Start of RAW DATA

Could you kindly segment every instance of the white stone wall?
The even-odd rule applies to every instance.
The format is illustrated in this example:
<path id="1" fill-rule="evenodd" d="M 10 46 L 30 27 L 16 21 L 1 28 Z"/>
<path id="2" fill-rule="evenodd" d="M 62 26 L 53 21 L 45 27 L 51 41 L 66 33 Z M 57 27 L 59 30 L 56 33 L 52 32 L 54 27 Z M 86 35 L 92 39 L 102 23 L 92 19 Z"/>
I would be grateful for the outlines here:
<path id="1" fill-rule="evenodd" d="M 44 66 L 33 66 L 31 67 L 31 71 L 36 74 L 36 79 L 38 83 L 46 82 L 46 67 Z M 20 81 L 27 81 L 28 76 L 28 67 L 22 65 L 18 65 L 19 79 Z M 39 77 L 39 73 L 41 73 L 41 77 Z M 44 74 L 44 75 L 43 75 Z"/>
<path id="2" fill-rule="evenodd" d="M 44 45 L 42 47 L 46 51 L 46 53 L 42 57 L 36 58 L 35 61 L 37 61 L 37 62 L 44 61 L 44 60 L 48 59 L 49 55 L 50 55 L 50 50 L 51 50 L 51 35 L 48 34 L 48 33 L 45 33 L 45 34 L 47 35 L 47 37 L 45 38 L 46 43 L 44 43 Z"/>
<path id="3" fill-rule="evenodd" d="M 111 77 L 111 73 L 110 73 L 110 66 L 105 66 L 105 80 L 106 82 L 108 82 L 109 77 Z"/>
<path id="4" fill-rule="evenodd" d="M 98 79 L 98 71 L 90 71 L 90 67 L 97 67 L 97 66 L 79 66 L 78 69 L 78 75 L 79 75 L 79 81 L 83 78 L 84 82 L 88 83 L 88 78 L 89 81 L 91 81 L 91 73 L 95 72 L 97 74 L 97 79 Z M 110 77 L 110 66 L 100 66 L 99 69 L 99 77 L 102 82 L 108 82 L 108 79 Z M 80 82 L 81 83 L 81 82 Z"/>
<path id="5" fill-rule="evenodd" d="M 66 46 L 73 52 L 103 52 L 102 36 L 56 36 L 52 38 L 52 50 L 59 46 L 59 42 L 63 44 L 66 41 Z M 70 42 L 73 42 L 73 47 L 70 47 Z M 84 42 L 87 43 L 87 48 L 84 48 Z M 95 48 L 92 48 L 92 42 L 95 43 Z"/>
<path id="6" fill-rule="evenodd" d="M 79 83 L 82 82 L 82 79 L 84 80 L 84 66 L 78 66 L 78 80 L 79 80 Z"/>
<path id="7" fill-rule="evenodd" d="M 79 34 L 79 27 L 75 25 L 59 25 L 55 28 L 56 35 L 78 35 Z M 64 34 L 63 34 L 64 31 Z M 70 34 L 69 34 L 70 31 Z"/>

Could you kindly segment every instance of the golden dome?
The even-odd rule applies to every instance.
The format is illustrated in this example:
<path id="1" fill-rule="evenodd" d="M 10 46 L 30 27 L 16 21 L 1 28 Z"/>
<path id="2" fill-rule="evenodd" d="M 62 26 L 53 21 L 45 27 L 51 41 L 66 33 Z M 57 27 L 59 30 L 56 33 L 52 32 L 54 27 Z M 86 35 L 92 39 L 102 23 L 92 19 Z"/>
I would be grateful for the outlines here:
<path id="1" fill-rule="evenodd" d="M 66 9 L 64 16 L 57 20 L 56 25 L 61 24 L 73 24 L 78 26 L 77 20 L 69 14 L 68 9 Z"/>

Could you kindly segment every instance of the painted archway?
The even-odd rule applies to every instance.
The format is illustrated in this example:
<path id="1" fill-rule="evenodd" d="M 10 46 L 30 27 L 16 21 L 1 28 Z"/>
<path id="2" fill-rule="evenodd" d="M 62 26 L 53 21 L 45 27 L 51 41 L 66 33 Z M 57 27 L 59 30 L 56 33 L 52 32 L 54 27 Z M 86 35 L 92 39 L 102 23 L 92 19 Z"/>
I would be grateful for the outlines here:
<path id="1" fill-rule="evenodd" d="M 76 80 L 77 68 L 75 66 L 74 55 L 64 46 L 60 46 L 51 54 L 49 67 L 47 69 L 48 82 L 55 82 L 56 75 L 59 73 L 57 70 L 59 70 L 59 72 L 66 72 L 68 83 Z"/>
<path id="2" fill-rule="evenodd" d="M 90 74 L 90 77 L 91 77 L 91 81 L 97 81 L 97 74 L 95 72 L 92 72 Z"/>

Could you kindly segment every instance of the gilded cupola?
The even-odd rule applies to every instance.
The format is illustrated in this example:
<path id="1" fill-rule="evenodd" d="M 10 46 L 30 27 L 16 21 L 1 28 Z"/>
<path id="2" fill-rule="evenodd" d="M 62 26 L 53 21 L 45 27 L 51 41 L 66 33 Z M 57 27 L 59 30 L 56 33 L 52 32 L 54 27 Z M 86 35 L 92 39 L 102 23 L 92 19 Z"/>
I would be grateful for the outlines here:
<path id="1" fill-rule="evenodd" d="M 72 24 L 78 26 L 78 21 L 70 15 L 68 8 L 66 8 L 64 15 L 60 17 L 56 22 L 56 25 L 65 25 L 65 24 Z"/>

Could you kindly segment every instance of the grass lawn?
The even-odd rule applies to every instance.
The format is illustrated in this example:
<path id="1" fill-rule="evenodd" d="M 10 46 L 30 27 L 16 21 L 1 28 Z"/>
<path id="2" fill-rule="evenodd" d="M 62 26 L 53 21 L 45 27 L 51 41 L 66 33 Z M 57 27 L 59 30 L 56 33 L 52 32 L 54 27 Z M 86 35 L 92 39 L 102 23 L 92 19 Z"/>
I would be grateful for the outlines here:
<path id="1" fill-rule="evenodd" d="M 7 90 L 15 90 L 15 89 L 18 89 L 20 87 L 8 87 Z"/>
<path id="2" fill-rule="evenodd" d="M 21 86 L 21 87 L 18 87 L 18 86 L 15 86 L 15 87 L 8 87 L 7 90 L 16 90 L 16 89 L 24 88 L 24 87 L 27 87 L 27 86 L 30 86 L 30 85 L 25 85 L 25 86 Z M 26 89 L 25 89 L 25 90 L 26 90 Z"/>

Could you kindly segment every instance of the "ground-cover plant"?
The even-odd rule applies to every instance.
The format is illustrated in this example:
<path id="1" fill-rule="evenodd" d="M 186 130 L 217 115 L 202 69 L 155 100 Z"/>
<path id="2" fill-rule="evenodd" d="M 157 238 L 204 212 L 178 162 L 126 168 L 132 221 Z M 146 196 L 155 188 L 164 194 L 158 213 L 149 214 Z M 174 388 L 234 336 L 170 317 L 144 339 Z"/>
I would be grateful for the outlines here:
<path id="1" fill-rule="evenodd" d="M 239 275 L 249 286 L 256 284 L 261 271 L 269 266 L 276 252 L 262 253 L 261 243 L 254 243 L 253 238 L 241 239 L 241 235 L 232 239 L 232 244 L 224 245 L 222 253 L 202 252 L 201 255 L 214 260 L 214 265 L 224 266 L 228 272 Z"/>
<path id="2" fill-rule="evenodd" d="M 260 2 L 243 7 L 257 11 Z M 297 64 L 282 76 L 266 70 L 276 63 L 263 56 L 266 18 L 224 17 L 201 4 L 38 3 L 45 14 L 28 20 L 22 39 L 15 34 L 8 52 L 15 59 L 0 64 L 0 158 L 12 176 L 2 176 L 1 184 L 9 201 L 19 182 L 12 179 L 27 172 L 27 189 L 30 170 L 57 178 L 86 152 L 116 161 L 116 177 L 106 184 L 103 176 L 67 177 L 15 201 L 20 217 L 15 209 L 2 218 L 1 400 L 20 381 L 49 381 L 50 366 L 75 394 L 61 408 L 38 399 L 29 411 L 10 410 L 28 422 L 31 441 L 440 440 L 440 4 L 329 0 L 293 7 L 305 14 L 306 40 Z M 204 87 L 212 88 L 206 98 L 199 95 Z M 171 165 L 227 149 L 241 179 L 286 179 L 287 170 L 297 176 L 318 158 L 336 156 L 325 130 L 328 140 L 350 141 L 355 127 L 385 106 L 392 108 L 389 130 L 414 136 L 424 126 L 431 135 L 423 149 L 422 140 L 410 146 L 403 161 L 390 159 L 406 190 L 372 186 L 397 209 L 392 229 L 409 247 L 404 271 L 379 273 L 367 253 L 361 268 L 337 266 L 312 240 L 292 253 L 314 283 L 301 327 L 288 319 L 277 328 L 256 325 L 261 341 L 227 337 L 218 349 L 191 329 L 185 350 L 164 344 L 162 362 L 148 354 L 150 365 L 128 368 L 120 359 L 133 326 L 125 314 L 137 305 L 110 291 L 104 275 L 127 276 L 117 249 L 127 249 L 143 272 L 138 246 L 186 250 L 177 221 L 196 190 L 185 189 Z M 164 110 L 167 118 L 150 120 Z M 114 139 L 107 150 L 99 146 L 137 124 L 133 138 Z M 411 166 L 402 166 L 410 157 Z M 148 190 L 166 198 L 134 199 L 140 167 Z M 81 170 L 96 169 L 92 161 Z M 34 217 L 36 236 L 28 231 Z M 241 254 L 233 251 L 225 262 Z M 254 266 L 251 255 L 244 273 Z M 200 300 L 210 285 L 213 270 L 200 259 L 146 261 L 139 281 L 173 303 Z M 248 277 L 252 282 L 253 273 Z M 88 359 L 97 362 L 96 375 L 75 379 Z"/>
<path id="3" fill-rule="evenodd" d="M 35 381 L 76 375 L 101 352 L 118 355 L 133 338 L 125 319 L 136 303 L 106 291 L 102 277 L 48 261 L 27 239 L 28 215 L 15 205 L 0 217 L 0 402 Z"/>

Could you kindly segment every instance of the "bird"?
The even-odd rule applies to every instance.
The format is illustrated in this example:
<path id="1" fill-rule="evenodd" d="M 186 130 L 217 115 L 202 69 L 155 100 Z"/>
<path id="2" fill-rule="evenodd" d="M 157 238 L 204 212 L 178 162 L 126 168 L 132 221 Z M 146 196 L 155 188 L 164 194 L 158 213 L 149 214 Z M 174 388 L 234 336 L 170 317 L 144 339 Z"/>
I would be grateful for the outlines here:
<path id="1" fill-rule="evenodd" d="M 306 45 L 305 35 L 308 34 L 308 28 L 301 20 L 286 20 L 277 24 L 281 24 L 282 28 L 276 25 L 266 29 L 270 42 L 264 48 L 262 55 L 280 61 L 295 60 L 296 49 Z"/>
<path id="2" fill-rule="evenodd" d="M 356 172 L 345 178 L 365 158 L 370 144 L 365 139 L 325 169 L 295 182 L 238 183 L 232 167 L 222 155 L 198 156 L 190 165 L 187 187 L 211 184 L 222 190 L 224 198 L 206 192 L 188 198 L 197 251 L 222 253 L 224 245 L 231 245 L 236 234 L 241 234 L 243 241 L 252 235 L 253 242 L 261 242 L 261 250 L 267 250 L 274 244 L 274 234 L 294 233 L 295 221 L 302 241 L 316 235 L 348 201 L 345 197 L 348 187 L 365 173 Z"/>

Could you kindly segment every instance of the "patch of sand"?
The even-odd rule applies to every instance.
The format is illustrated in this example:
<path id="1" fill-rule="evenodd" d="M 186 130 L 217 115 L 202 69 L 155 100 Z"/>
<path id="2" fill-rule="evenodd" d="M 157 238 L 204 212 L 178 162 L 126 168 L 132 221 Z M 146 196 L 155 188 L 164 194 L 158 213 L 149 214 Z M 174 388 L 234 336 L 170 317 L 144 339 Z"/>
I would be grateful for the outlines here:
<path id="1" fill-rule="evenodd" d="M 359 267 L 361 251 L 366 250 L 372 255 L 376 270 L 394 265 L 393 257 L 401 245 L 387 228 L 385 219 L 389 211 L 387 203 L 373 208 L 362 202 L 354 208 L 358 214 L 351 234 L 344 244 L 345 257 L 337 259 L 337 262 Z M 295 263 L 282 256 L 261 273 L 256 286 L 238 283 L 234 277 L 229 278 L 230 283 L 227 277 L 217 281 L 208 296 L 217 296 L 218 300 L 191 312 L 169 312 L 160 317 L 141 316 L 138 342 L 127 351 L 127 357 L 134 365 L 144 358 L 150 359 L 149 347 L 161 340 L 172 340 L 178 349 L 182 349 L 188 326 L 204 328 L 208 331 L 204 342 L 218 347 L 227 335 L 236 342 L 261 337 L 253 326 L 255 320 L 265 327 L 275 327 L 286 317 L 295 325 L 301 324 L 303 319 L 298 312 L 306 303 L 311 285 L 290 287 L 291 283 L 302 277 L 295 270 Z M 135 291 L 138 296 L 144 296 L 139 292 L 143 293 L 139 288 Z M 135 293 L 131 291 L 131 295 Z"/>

End of RAW DATA

▶ _EXERCISE DESCRIPTION_
Transcribe verbatim the records from the line containing "Could you kindly segment every instance of the golden" through the line containing "90 74 L 90 77", both lines included.

▶ _PROBLEM SOLUTION_
Could you kindly segment every instance of the golden dome?
The even-odd rule applies to every instance.
The format is illustrated in this example:
<path id="1" fill-rule="evenodd" d="M 10 46 L 30 27 L 16 21 L 1 28 Z"/>
<path id="2" fill-rule="evenodd" d="M 62 26 L 53 21 L 45 27 L 51 41 L 66 33 Z M 57 27 L 59 30 L 56 33 L 52 32 L 54 27 Z M 86 35 L 92 39 L 102 23 L 92 19 Z"/>
I would be grateful for the outlines here:
<path id="1" fill-rule="evenodd" d="M 66 9 L 64 16 L 57 20 L 56 25 L 61 24 L 73 24 L 78 26 L 77 20 L 69 14 L 68 9 Z"/>

Could you kindly segment every instance of the painted archway?
The even-odd rule applies to every instance.
The format is illustrated in this example:
<path id="1" fill-rule="evenodd" d="M 10 46 L 30 27 L 16 21 L 1 28 Z"/>
<path id="2" fill-rule="evenodd" d="M 62 26 L 53 21 L 45 27 L 51 41 L 66 33 Z M 57 27 L 59 30 L 56 33 L 52 32 L 54 27 Z M 86 35 L 92 39 L 102 23 L 92 19 Z"/>
I would be grateful for the outlines here:
<path id="1" fill-rule="evenodd" d="M 76 80 L 77 68 L 75 66 L 74 55 L 64 46 L 60 46 L 51 54 L 49 67 L 47 69 L 48 82 L 55 82 L 56 75 L 59 73 L 57 70 L 59 70 L 59 72 L 66 72 L 68 83 Z"/>
<path id="2" fill-rule="evenodd" d="M 90 74 L 90 77 L 91 77 L 91 81 L 97 81 L 97 74 L 95 72 L 92 72 Z"/>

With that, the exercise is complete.